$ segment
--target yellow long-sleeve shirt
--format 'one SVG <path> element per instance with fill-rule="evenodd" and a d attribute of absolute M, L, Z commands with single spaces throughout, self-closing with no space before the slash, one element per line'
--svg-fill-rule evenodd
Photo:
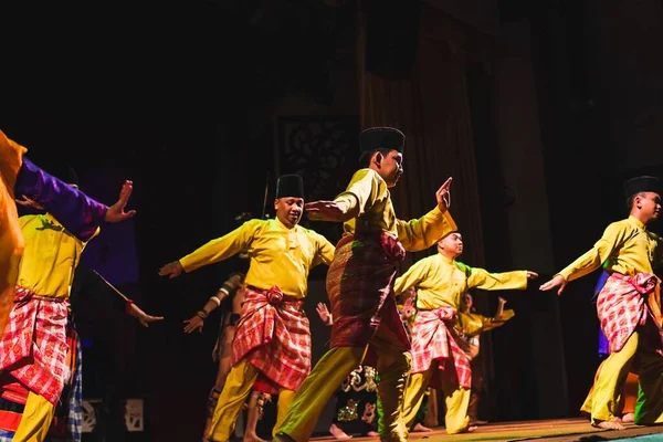
<path fill-rule="evenodd" d="M 603 263 L 610 273 L 624 275 L 653 273 L 660 238 L 646 230 L 634 217 L 608 225 L 597 243 L 559 274 L 573 281 L 599 269 Z"/>
<path fill-rule="evenodd" d="M 527 271 L 488 273 L 445 257 L 441 253 L 424 257 L 396 280 L 393 290 L 400 295 L 410 287 L 417 288 L 417 308 L 435 309 L 450 306 L 456 311 L 461 297 L 471 288 L 485 291 L 524 290 Z"/>
<path fill-rule="evenodd" d="M 516 316 L 516 313 L 512 309 L 504 311 L 498 318 L 480 315 L 478 313 L 459 312 L 459 326 L 465 336 L 474 337 L 503 326 L 514 316 Z"/>
<path fill-rule="evenodd" d="M 246 285 L 261 290 L 278 286 L 284 294 L 303 298 L 308 271 L 334 260 L 334 245 L 325 236 L 295 225 L 286 228 L 278 219 L 251 220 L 232 232 L 212 240 L 179 260 L 185 272 L 249 252 Z"/>
<path fill-rule="evenodd" d="M 87 243 L 67 232 L 50 213 L 24 215 L 19 223 L 25 250 L 17 284 L 41 296 L 69 297 L 74 271 Z"/>
<path fill-rule="evenodd" d="M 381 229 L 397 236 L 403 248 L 412 252 L 428 249 L 446 233 L 457 230 L 451 214 L 436 207 L 420 219 L 396 218 L 387 182 L 372 169 L 356 171 L 346 191 L 334 201 L 346 213 L 359 207 L 357 218 L 344 223 L 345 234 Z"/>

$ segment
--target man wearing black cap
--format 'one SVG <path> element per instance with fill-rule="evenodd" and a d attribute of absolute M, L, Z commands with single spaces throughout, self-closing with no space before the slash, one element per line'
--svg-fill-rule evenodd
<path fill-rule="evenodd" d="M 228 441 L 254 383 L 280 394 L 277 421 L 311 370 L 311 334 L 303 309 L 309 270 L 329 264 L 334 245 L 298 225 L 304 212 L 302 177 L 285 175 L 276 185 L 276 219 L 246 221 L 179 261 L 166 264 L 162 276 L 175 277 L 225 260 L 242 250 L 250 256 L 244 303 L 235 328 L 232 369 L 212 417 L 208 436 Z M 270 392 L 270 391 L 266 391 Z"/>
<path fill-rule="evenodd" d="M 380 438 L 408 438 L 400 410 L 410 341 L 393 294 L 397 264 L 406 250 L 428 249 L 456 227 L 448 212 L 451 178 L 435 192 L 438 204 L 429 213 L 412 221 L 396 218 L 389 189 L 403 172 L 404 140 L 391 127 L 364 130 L 359 135 L 364 168 L 355 172 L 346 191 L 334 201 L 306 204 L 311 220 L 344 222 L 344 236 L 327 273 L 334 316 L 332 349 L 306 378 L 284 423 L 275 429 L 277 440 L 309 440 L 336 387 L 362 362 L 380 373 Z"/>
<path fill-rule="evenodd" d="M 0 390 L 4 399 L 0 435 L 39 442 L 46 438 L 74 368 L 73 358 L 67 358 L 75 351 L 67 343 L 67 306 L 81 253 L 98 233 L 102 221 L 123 221 L 135 211 L 124 211 L 130 181 L 108 208 L 44 172 L 22 157 L 25 151 L 0 131 L 0 158 L 9 157 L 17 166 L 6 190 L 20 197 L 17 202 L 21 204 L 46 210 L 45 214 L 23 215 L 18 223 L 23 250 L 9 267 L 10 273 L 17 272 L 15 290 L 0 338 Z M 10 176 L 3 169 L 3 181 Z M 2 267 L 3 278 L 6 272 L 8 267 Z M 7 415 L 12 419 L 6 420 Z"/>
<path fill-rule="evenodd" d="M 601 328 L 610 356 L 597 370 L 586 406 L 594 427 L 622 430 L 619 398 L 627 375 L 639 371 L 640 394 L 635 423 L 663 423 L 663 333 L 660 281 L 653 262 L 660 259 L 661 239 L 646 225 L 661 213 L 657 178 L 638 177 L 625 182 L 629 218 L 608 225 L 603 236 L 582 256 L 541 285 L 559 288 L 603 266 L 610 274 L 597 299 Z M 638 359 L 638 367 L 632 364 Z"/>

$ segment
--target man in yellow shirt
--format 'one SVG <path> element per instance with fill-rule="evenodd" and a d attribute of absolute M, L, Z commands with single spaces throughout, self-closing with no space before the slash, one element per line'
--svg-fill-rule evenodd
<path fill-rule="evenodd" d="M 39 442 L 46 438 L 54 407 L 72 375 L 69 356 L 75 349 L 67 344 L 67 307 L 81 253 L 103 221 L 123 221 L 135 211 L 124 211 L 130 181 L 108 208 L 22 158 L 25 149 L 0 133 L 0 150 L 8 146 L 18 146 L 21 152 L 13 189 L 21 196 L 17 201 L 33 206 L 36 200 L 48 213 L 19 219 L 24 250 L 15 264 L 13 305 L 0 339 L 0 394 L 21 407 L 11 422 L 3 422 L 0 435 Z"/>
<path fill-rule="evenodd" d="M 408 427 L 414 422 L 429 383 L 439 381 L 435 387 L 441 388 L 446 398 L 446 432 L 467 431 L 472 371 L 467 355 L 452 330 L 461 299 L 472 288 L 525 290 L 527 280 L 538 276 L 528 271 L 488 273 L 470 267 L 455 261 L 462 253 L 463 238 L 460 232 L 452 232 L 438 242 L 438 254 L 418 261 L 396 280 L 397 295 L 409 287 L 417 288 L 412 370 L 403 401 L 403 421 Z M 438 375 L 436 378 L 433 375 Z"/>
<path fill-rule="evenodd" d="M 608 225 L 591 250 L 540 286 L 561 294 L 568 282 L 601 266 L 610 274 L 597 299 L 610 356 L 597 370 L 583 410 L 591 410 L 592 425 L 611 430 L 624 428 L 615 413 L 630 370 L 640 375 L 635 423 L 663 423 L 661 282 L 653 271 L 661 238 L 646 229 L 661 213 L 661 186 L 655 177 L 638 177 L 624 189 L 629 218 Z"/>
<path fill-rule="evenodd" d="M 212 417 L 208 434 L 211 441 L 229 440 L 256 381 L 278 392 L 281 420 L 311 370 L 311 333 L 303 309 L 306 280 L 313 266 L 332 262 L 334 245 L 298 225 L 304 213 L 302 177 L 286 175 L 278 179 L 274 208 L 276 219 L 246 221 L 159 271 L 162 276 L 175 277 L 242 250 L 249 253 L 244 303 L 232 348 L 233 367 Z"/>
<path fill-rule="evenodd" d="M 410 343 L 396 307 L 393 280 L 406 250 L 431 246 L 455 230 L 448 212 L 451 178 L 438 190 L 436 207 L 419 220 L 396 218 L 389 188 L 403 172 L 404 136 L 394 128 L 375 127 L 359 136 L 365 168 L 334 201 L 306 204 L 308 218 L 344 222 L 327 273 L 332 304 L 332 349 L 323 356 L 295 396 L 275 440 L 308 441 L 316 420 L 340 382 L 359 365 L 380 373 L 378 396 L 382 440 L 404 441 L 400 419 L 402 391 L 410 368 Z M 370 347 L 370 349 L 369 349 Z M 365 360 L 367 352 L 371 359 Z"/>

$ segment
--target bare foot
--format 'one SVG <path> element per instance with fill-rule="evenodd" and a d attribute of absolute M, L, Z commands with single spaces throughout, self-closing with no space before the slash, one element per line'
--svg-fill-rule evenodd
<path fill-rule="evenodd" d="M 257 436 L 256 433 L 245 433 L 242 442 L 267 442 L 264 439 Z"/>
<path fill-rule="evenodd" d="M 347 441 L 348 439 L 352 438 L 351 435 L 347 435 L 345 431 L 336 427 L 336 423 L 333 423 L 332 427 L 329 427 L 329 432 L 337 441 Z"/>
<path fill-rule="evenodd" d="M 625 430 L 627 429 L 619 421 L 601 421 L 599 423 L 592 423 L 592 427 L 602 428 L 606 430 Z"/>
<path fill-rule="evenodd" d="M 433 431 L 433 430 L 428 427 L 423 427 L 421 423 L 417 423 L 417 424 L 414 424 L 414 427 L 412 427 L 413 433 L 429 433 L 431 431 Z"/>
<path fill-rule="evenodd" d="M 475 427 L 475 425 L 470 425 L 470 427 L 467 427 L 465 430 L 456 431 L 456 432 L 454 432 L 454 433 L 450 433 L 449 431 L 446 431 L 446 434 L 461 434 L 461 433 L 471 433 L 471 432 L 475 431 L 475 430 L 476 430 L 476 428 L 477 428 L 477 427 Z"/>

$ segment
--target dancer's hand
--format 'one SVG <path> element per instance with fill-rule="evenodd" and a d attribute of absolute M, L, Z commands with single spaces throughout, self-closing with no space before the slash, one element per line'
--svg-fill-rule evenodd
<path fill-rule="evenodd" d="M 333 323 L 332 314 L 329 313 L 329 309 L 327 308 L 327 304 L 318 303 L 315 306 L 315 309 L 318 313 L 318 316 L 320 317 L 320 319 L 323 319 L 323 323 L 325 323 L 325 325 L 332 325 L 332 323 Z"/>
<path fill-rule="evenodd" d="M 185 319 L 183 323 L 187 324 L 185 326 L 185 333 L 193 333 L 196 330 L 202 333 L 204 320 L 202 320 L 200 316 L 191 316 L 190 319 Z"/>
<path fill-rule="evenodd" d="M 134 316 L 141 326 L 149 327 L 149 323 L 156 323 L 157 320 L 164 320 L 164 316 L 151 316 L 143 312 L 136 304 L 131 304 L 129 307 L 129 315 Z"/>
<path fill-rule="evenodd" d="M 110 206 L 106 212 L 106 217 L 104 218 L 106 222 L 125 221 L 136 214 L 135 210 L 129 210 L 128 212 L 124 211 L 127 202 L 129 202 L 129 197 L 131 196 L 133 190 L 134 182 L 126 180 L 122 186 L 122 190 L 119 191 L 119 199 L 115 204 Z"/>
<path fill-rule="evenodd" d="M 446 212 L 451 207 L 451 180 L 452 178 L 449 177 L 435 192 L 435 199 L 438 199 L 438 209 L 440 209 L 441 212 Z"/>
<path fill-rule="evenodd" d="M 561 292 L 564 292 L 564 288 L 566 287 L 566 280 L 564 278 L 564 276 L 561 275 L 555 275 L 555 277 L 552 277 L 552 280 L 548 281 L 546 284 L 543 284 L 539 290 L 541 291 L 549 291 L 552 288 L 557 288 L 559 287 L 559 290 L 557 291 L 558 295 L 561 295 Z"/>
<path fill-rule="evenodd" d="M 159 269 L 160 276 L 176 277 L 185 272 L 182 264 L 179 261 L 173 261 Z"/>

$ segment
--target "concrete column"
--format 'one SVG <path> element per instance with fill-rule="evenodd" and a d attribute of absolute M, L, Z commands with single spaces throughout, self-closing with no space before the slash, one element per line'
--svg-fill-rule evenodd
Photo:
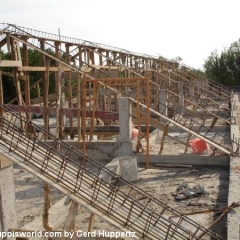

• Work required
Output the listing from its start up to and including the line containing "527 271 L 488" as a two-column CSV with the header names request and answer. Give one row per request, put its text and its answer each in a single quoted field with line breaks turned into spaces, and leave out the pictures.

• Solution
request,answer
"$ segment --target yellow long-sleeve shirt --format 'one SVG <path> element per instance with fill-rule=""evenodd"" and a d attribute of absolute M, L, Z commands with single spaces throughout, self-closing with no space before the slash, one element per line' --svg-fill-rule evenodd Photo:","<path fill-rule=""evenodd"" d=""M 603 263 L 610 273 L 624 275 L 653 273 L 660 238 L 646 230 L 634 217 L 608 225 L 597 243 L 559 274 L 573 281 L 599 269 Z""/> <path fill-rule=""evenodd"" d=""M 527 271 L 488 273 L 445 257 L 441 253 L 424 257 L 396 280 L 393 290 L 400 295 L 410 287 L 417 288 L 417 308 L 435 309 L 450 306 L 456 311 L 461 297 L 471 288 L 485 291 L 524 290 Z""/>"